Find the line with "Task: indicate the snowboarder's shadow" in the records below. Copy it and every line after it, up to and including the line with "Task: indicate the power".

──────

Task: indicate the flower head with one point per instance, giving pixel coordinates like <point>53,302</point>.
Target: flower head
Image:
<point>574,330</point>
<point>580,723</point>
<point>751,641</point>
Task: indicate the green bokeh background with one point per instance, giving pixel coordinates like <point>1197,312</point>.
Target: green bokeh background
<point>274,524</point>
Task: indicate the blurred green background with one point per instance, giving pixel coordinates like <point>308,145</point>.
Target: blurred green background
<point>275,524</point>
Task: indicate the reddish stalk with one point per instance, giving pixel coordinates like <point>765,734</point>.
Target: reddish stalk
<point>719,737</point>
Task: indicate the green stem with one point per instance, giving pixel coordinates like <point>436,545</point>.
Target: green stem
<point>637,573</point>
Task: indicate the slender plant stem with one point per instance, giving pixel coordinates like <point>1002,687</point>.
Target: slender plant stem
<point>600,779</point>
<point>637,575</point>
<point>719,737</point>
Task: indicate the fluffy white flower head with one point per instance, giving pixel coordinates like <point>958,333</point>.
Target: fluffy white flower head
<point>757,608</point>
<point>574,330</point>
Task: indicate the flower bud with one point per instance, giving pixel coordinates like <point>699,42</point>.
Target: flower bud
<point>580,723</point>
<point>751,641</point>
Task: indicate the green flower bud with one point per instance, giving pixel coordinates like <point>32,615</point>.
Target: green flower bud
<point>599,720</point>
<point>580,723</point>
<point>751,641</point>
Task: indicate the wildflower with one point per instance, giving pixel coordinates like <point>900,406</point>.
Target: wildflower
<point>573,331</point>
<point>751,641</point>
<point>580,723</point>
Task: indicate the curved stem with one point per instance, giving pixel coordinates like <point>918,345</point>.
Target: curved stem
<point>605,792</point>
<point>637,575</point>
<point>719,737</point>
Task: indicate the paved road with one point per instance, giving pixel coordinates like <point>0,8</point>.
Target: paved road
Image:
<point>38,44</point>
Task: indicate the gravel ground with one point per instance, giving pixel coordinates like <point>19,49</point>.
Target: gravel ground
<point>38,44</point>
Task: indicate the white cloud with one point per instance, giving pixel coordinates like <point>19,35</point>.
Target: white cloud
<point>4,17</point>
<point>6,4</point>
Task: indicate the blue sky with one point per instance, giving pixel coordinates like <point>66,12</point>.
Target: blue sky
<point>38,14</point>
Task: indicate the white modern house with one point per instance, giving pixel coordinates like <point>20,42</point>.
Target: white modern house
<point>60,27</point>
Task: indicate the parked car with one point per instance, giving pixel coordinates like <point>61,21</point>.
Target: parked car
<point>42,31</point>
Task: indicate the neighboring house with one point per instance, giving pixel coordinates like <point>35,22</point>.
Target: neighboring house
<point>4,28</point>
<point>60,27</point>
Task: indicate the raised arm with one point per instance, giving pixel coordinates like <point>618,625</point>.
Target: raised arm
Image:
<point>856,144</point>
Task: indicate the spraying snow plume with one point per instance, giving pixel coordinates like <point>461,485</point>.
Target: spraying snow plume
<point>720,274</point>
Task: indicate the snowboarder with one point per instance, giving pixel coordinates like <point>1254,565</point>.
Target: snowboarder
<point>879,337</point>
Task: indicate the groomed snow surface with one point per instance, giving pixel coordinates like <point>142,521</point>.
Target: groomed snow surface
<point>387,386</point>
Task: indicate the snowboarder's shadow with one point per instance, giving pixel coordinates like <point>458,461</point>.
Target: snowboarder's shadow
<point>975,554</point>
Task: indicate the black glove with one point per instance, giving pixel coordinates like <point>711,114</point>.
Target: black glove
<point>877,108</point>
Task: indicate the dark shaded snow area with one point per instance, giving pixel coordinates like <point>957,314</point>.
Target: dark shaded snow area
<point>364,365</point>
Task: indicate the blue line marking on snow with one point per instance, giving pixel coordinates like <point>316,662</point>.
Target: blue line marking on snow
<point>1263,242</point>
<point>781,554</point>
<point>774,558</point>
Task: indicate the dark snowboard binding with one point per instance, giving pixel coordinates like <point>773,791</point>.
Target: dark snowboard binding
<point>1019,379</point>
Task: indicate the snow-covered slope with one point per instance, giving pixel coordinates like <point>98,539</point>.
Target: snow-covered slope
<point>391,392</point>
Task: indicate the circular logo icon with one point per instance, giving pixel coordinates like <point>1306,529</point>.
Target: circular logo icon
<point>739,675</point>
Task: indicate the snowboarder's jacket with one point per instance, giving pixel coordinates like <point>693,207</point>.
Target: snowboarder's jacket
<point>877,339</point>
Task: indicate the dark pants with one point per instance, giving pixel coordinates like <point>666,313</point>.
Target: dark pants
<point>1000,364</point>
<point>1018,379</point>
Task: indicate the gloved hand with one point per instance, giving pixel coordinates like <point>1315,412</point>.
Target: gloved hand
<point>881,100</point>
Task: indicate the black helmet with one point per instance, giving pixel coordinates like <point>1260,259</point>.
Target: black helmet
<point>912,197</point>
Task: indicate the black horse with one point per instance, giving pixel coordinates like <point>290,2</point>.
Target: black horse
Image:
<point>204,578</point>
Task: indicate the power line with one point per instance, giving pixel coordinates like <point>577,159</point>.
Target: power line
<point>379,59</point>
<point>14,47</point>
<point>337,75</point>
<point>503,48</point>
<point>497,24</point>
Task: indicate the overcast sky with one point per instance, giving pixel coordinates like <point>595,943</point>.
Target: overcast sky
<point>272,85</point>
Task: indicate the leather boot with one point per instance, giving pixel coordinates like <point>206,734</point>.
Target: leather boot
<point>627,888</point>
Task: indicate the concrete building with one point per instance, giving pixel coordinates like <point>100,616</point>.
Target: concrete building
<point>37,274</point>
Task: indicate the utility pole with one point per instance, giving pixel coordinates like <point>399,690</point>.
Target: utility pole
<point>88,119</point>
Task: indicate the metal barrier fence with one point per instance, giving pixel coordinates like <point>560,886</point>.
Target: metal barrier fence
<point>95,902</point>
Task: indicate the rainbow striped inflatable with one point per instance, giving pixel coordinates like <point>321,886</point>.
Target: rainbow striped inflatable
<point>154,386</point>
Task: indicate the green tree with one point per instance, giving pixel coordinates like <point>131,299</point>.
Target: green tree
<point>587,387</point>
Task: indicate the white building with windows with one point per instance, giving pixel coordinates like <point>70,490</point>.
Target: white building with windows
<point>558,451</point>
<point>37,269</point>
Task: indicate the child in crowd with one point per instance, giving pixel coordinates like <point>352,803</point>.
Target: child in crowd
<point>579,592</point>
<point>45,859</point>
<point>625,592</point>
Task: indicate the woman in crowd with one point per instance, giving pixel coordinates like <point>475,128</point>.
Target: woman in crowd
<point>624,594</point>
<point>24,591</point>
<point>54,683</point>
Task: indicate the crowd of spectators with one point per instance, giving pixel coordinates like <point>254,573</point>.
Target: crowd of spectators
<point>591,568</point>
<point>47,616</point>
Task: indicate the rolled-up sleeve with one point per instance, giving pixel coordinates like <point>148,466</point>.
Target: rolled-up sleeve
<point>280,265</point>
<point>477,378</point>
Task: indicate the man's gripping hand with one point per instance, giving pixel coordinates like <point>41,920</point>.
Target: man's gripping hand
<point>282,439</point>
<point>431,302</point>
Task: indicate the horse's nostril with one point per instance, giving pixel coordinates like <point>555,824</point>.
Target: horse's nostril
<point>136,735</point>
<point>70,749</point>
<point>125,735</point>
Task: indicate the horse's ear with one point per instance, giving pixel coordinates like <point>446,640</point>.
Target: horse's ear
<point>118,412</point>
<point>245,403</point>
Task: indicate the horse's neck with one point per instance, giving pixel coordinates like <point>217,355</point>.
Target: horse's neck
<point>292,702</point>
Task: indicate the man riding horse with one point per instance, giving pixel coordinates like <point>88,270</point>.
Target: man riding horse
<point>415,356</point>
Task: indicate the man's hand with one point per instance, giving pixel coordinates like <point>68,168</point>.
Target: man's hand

──────

◆ **TASK RESPONSE**:
Task: indicate the snowboarder's shadow with one point per instance, giving pixel coordinates like <point>458,461</point>.
Target: snowboarder's shadow
<point>975,554</point>
Task: indicate the black glove with one point per instance, giving pixel coordinates like <point>711,114</point>.
Target: black glove
<point>877,108</point>
Task: indicate the dark shaded snow area with one point per instance, giving pixel coordinates like <point>957,314</point>.
Target: dark shaded snow area
<point>364,365</point>
Task: indicate the blue line marking on snow with one point per instance, giving pixel coordinates like <point>316,662</point>.
Target: blue line marking on snow
<point>1263,242</point>
<point>781,554</point>
<point>774,558</point>
Task: indicate the dark snowboard binding with one point per instance, giving pixel coordinates like <point>773,791</point>.
Target: dark snowboard binding
<point>1019,379</point>
Task: indicate the snow-covered slope with one point per instance, giving pixel coordinates like <point>98,539</point>.
Target: snow-covered slope
<point>391,392</point>
Task: indicate the circular logo icon with one point per instance, giving pixel coordinates like <point>1306,529</point>.
Target: circular logo icon
<point>739,675</point>
Task: indicate the snowboarder's jacket with one point per instance, giving pixel coordinates like <point>693,207</point>.
Target: snowboarder's jacket
<point>877,339</point>
Task: indicate the dark pants with one point per instance, giving pixel coordinates like <point>666,313</point>.
Target: dark pants
<point>1000,364</point>
<point>1018,379</point>
Task: indicate the gloved hand with one point per instance, giving pixel coordinates like <point>1315,412</point>.
Target: gloved hand
<point>881,100</point>
Task: indicate the black helmet with one point per instance, giving pixel coordinates like <point>1260,259</point>.
Target: black helmet
<point>912,197</point>
Task: indicate the black horse with one point per instance, giving pixel coordinates like <point>290,2</point>.
Target: black horse
Image:
<point>204,578</point>
Task: indicate the power line with one point per instance, giving pixel coordinates like <point>577,159</point>.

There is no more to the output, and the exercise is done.